Data excerpts:
§
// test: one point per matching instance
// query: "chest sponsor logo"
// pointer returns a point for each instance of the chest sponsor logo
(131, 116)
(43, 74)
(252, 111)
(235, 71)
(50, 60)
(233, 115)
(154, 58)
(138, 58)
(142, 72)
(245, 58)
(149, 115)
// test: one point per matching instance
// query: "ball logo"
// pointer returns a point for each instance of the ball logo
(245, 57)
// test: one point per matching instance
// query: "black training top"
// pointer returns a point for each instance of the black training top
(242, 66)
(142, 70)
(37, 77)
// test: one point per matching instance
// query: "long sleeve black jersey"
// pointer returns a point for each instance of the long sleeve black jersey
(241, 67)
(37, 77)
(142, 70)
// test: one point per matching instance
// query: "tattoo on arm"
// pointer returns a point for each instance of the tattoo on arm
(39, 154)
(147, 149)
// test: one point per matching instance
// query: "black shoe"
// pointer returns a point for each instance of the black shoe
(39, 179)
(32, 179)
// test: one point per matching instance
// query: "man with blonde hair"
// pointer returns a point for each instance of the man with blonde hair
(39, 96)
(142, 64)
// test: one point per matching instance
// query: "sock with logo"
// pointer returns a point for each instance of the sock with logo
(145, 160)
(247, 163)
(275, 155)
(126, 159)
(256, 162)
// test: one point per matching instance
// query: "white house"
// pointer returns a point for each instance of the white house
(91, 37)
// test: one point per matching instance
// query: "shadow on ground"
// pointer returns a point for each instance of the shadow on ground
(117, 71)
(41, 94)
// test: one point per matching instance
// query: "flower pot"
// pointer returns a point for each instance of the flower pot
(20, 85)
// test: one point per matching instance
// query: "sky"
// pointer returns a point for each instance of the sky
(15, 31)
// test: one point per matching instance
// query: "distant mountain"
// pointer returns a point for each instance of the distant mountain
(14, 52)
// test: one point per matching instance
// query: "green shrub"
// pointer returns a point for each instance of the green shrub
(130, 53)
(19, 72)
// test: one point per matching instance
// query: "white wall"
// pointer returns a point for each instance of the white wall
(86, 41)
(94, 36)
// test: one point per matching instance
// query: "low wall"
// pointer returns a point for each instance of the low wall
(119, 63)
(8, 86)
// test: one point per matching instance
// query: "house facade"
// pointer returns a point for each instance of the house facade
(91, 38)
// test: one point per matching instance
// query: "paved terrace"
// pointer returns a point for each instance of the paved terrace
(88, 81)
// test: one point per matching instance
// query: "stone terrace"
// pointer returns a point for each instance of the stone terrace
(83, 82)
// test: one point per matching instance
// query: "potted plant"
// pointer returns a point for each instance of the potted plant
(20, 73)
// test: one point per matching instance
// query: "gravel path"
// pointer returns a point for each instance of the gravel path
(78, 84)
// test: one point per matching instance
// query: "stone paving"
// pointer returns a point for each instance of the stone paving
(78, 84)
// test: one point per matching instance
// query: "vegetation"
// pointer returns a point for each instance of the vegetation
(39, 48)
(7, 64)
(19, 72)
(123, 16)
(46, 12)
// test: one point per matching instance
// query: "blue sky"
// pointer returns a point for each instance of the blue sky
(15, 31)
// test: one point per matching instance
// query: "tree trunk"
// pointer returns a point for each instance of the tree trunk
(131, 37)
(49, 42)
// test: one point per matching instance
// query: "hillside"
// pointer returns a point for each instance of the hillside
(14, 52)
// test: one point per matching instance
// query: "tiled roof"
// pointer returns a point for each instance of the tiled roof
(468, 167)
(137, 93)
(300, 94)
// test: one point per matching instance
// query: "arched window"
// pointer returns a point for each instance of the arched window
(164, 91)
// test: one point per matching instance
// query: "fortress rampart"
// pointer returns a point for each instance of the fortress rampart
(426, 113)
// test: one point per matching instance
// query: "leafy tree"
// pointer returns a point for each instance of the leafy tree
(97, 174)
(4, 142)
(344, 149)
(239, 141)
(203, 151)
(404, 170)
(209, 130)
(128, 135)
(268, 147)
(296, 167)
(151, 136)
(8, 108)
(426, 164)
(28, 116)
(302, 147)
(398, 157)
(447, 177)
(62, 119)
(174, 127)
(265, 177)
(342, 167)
§
### Task to carry out
Please set down all of the records exactly.

### Exercise output
// test: one point per matching instance
// query: "chest sponsor logo"
// pointer returns a point for each instance of the chest sponsor logo
(131, 116)
(43, 74)
(252, 111)
(235, 71)
(50, 60)
(233, 115)
(154, 58)
(138, 58)
(142, 72)
(245, 58)
(149, 115)
// test: one point per matching instance
// query: "ball logo"
// pointer returns a point for each instance of the ball logo
(245, 57)
// test: one point per matching instance
// query: "black training top"
// pointer returns a point for each instance of the black training top
(242, 66)
(142, 70)
(37, 77)
// test: one point per matching instance
// query: "long sleeve black jersey"
// pointer returns a point for each instance of the long sleeve black jersey
(241, 67)
(37, 77)
(142, 70)
// test: one point per matching instance
// query: "tattoo on arm"
// pointer returns a point for each instance of the tattoo on arm
(39, 154)
(147, 149)
// test: one point per matching instance
// query: "black shoe"
// pointer returns a point for each instance of the black shoe
(39, 179)
(32, 179)
// test: one point per matching instance
// query: "man with blonde hair"
// pointer returns a point for each instance of the man with blonde hair
(39, 96)
(142, 64)
// test: one point per matching instance
// query: "sock with logo"
// pointer returns a point for each instance of the sock with logo
(145, 160)
(247, 163)
(275, 155)
(126, 159)
(256, 162)
// test: one point per matching instance
// query: "white house"
// pointer returns a point for each instance of the white house
(91, 37)
// test: one point per matching instance
// query: "shadow on ground"
// pointer returns a point for each instance of the shadow on ground
(117, 71)
(41, 94)
// test: one point per matching instance
// query: "flower pot"
// pointer returns a point for each instance of the flower pot
(20, 85)
// test: one point per matching instance
// query: "sky"
// pointer returns a point for each instance of the sky
(15, 31)
// test: one point per matching instance
// query: "distant mountain"
// pointer returns a point for each instance of the distant mountain
(14, 52)
// test: one point per matching instance
// query: "green shrub"
// pointer returns a point for each instance of the green shrub
(130, 53)
(19, 72)
// test: one point per matching instance
// query: "white wall"
// pointer returns a point for each instance of the white wall
(86, 41)
(94, 36)
// test: one point per matching instance
// query: "low wall"
// pointer returns a point for each instance of the low wall
(119, 63)
(8, 86)
// test: one point per matching instance
// query: "house facade"
// pointer returns a point for each instance of the house facade
(91, 38)
// test: one point per matching instance
// query: "paved terrace"
// pointer returns a point for each instance of the paved terrace
(88, 81)
// test: one point per matching instance
// query: "stone terrace"
// pointer returns a point for each instance of the stone terrace
(83, 82)
// test: one point per matching instance
// query: "potted plant"
// pointer returns a point for each instance of the potted plant
(20, 73)
// test: one point per matching instance
// query: "gravel path"
// pointer returns a point for each instance of the gravel path
(78, 84)
// test: one point per matching instance
// query: "stone paving"
// pointer returns a point for each instance of the stone paving
(78, 84)
// test: one point per matching instance
// query: "vegetation"
// pointer returns a point for each instance of the vegetation
(39, 48)
(7, 64)
(19, 72)
(123, 16)
(46, 12)
// test: one point per matching instance
// query: "blue sky"
// pointer returns a point for each instance of the blue sky
(15, 31)
// test: one point per matching instance
// query: "tree trunk"
// pointer returns a point for each instance of the tree trunk
(131, 37)
(49, 42)
// test: one point per matching instance
// query: "hillside"
// pointer returns a point for each instance of the hillside
(14, 52)
// test: one point per matching instance
// query: "tiled roof"
// pointer returns a point for each instance of the tiled roof
(468, 167)
(137, 93)
(300, 94)
// test: one point per matching instance
// query: "arched window"
// pointer returns a point for each instance of the arched window
(164, 91)
// test: one point per matching instance
// query: "fortress rampart"
// pointer returns a point for each instance of the fortress rampart
(426, 113)
// test: one point per matching instance
// query: "leafy tree"
// pointer returns a point for each instance of the leafy tree
(97, 174)
(4, 142)
(344, 149)
(239, 141)
(203, 151)
(404, 170)
(209, 130)
(128, 135)
(268, 147)
(296, 167)
(151, 136)
(8, 108)
(426, 164)
(28, 116)
(302, 147)
(398, 157)
(447, 177)
(62, 119)
(174, 127)
(265, 177)
(342, 167)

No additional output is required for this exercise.